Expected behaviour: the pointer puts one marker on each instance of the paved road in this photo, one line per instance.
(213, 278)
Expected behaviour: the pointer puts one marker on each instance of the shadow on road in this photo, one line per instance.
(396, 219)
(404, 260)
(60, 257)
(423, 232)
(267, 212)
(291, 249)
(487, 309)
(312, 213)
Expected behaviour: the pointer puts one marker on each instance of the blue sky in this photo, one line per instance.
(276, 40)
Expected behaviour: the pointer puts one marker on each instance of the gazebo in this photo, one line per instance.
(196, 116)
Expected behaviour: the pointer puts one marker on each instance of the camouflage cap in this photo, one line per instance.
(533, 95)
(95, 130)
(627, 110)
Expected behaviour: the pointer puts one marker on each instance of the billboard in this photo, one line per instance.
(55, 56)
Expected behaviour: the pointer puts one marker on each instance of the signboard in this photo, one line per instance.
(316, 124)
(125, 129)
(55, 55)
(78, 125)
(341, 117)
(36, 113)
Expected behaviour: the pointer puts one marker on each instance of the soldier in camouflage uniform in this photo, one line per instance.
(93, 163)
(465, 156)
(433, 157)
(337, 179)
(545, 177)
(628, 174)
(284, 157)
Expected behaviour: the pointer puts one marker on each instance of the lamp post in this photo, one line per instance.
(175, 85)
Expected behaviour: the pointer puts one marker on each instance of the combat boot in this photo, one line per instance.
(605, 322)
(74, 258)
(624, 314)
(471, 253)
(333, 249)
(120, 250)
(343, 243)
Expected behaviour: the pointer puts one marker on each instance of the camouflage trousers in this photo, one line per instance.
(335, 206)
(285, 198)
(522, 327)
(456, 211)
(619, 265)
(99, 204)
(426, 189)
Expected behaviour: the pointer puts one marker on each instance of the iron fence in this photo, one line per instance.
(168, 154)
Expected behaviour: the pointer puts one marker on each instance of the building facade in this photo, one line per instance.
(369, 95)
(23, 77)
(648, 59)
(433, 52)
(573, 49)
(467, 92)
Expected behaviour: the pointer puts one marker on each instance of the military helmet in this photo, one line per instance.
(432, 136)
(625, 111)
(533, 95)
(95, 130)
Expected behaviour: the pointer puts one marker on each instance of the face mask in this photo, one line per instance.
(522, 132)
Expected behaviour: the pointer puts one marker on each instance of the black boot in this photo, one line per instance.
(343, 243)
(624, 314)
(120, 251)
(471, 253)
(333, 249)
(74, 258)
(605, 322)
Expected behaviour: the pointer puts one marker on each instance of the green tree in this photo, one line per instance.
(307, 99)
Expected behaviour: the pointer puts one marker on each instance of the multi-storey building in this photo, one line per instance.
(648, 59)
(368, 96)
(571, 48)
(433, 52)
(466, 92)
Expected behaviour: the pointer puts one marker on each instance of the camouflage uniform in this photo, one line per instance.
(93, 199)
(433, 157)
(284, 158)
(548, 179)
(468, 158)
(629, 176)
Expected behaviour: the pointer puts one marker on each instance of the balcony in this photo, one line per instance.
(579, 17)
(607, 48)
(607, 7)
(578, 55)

▬▬▬▬▬▬

Instructions for the task: Copy the material from the line containing "building in this photo, one line per instance." through the end of the material, both ends included, changing "balcony" to "terrace" and leaving everything else as it is.

Solved problem:
Expected behaviour: the pointer puts one marker on each instance of the multi-storey building in this photo, one line per instance.
(648, 59)
(368, 96)
(571, 48)
(433, 52)
(466, 92)
Expected behaviour: the pointer puts one marker on each instance of the camouflage uniform in this photo, one line per instance.
(93, 199)
(433, 157)
(284, 158)
(548, 179)
(468, 158)
(629, 176)
Expected behaviour: the pointer puts one marker on each instance of the terrace in this photo, one line per instance.
(579, 17)
(607, 48)
(607, 7)
(578, 55)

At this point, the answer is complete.